===== EXCERPTED TEXT

Iran on Tuesday ordered the temporary release of more than 54,000 prisoners, representing about 20 percent of its imprisoned population, to slow the spread of the coronavirus in its notoriously overcrowded and unsanitary jails.
The released detainees include some of the regime’s political prisoners, possibly including British-Iranian dual citizen Nazanin Zaghari-Ratcliffe, who apparently did contract the virus during her stint at Iran’s horrifying Evin prison.
According to the Iranian judiciary, only inmates who tested negative for the coronavirus and have been sentenced to fewer than five years in prison would be released. Zaghari-Ratcliffe, a charity worker employed by the Thomson Reuters Foundation, was arrested in April 2016 and “charged” in the usual secretive Iranian fashion with leading a “foreign-linked hostile network” that was attempting to overthrow the government. She was sentenced to five years in prison on vague “national security” charges in September 2016.
Zaghari-Ratcliffe’s family said this week that she is displaying symptoms of the coronavirus, while the Iranian government insists she tested negative.
On Tuesday, the Iranian ambassador to the United Kingdom, Hamid Baeidinejad, quoted an Iranian judiciary spokesman stating the imprisoned woman “is in good health condition and has not been affected with coronavirus” and implied she could be “granted a furlough today or tomorrow to join family.”
However, Baeidinejad later qualified his comments on Twitter and said he had merely offered an “interpretation” of the judiciary’s statements, not promising Zaghari-Ratcliffe’s release, while Iranian media reported another woman who had been kept in the same prison cell and was complaining of illness would be furloughed instead.
Nazanin’s husband Richard Ratcliffe said she told him by telephone that she is displaying symptoms of the coronavirus but has not been tested.

==========
===== DATA PROVIDED

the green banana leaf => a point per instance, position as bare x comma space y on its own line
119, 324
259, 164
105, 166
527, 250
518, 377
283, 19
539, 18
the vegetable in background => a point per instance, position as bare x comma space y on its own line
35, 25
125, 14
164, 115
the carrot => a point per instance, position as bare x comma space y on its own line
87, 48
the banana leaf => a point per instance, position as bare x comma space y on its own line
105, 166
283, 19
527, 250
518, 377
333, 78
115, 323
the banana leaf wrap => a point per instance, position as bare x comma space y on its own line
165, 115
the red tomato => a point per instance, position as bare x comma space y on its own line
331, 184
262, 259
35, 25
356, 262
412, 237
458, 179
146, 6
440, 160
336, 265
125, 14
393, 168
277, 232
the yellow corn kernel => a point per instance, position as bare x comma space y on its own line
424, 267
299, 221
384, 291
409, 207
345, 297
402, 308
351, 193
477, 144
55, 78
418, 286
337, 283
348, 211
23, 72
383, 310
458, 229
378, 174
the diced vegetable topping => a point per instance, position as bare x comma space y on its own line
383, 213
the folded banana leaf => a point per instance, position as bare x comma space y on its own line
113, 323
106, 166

==========
===== DATA PROVIDED

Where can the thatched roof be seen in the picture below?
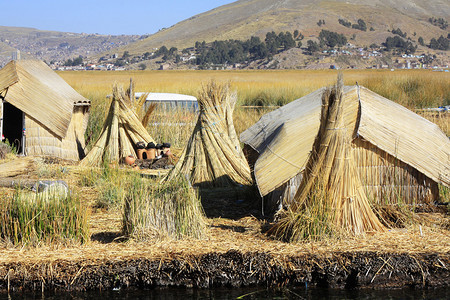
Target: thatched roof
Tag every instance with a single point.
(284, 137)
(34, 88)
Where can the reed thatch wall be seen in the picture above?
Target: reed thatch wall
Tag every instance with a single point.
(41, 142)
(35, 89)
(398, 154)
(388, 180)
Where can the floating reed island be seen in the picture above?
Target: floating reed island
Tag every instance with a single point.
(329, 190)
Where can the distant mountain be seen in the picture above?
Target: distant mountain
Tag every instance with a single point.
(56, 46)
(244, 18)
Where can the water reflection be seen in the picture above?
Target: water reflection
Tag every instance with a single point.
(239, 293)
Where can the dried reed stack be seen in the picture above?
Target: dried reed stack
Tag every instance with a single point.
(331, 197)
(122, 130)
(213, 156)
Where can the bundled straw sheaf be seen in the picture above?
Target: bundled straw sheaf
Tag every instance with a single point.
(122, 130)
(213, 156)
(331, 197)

==========
===== DATA PROVIDED

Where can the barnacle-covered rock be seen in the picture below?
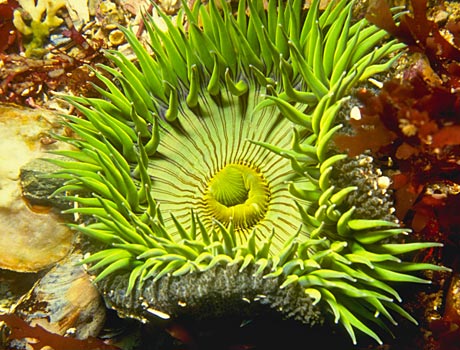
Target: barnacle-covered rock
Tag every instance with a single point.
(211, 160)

==========

• **PROBLEM STATEMENT**:
Pick up the news report above on Iran's coronavirus prisoner release and continue it from its last sentence.

• **ANSWER AREA**:
“I am not good. I feel very bad in fact. … At the beginning, I had a runny nose and a cough. Now I have this continual cold sweat. I have a temperature, though not all the time. The past couple of days I have been shivering every night,” she said in a statement relayed through her family.
“There was no word on whether Robert Levinson and Siamak Namazi, both American prisoners believed to be detained in Iran on accusations of spying, would be included. Namazi’s lawyer Jared Genser has alleged that the detainee is at “serious risk” of contracting the virus after a case was confirmed in his prison ward,” Fox News noted on Tuesday.
Iran, the scene of the deadliest coronavirus outbreak since its appearance in the Hubei province of China, has not been forthcoming with hard data about the spread of the disease through its prisons. Iran’s prisons, always overcrowded and unsanitary, are currently bulging with people who were arrested for protesting against the regime late last year. The Evin prison, described by survivors as a hellish dungeon where physical and psychological torture are routine, has exceptionally poor sanitary conditions.
Robert Levinson, a former FBI agent, has been held hostage by Iran for 13 years. His status and whereabouts are unknown.
Siamak Namzi’s brother told the Washington Post on Tuesday that his family is “beyond desperate” because “there is absolutely no way of dealing with what is unraveling in Evin prison.”
“There’s a lack of testing kits available in the prison, a lack of disinfectants, and everyone is packed in together,” he said.
“To keep Siamak at Evin prison in the midst of a coronavirus outbreak and without access to testing or even basic medicines constitutes cruel, inhuman, or degrading treatment in violation of Iran’s obligations under the Convention Against Torture,” Namazi family lawyer Jared Genser charged on Monday.
The family of another detainee, 13-year U.S. Navy veteran Michael White of California, worried that his severe pre-existing conditions – including cancer – put him at high risk from the coronavirus.
White was sentenced to ten years in prison in March 2019 on typically vague charges, including “insulting” Supreme Leader Ayatollah Khamenei. Prison doctors removed a melanoma from his back in August 2019. According to his family, he was held at Evin prison for a short time in January but has since been transferred to another facility.
“Given that the prison staff have repeatedly failed to provide adequate health care to Michael, it’s unfathomable to think they’re going to take serious measures to prevent Michael or anyone else from contracting coronavirus,” a family spokesman told the Washington Post.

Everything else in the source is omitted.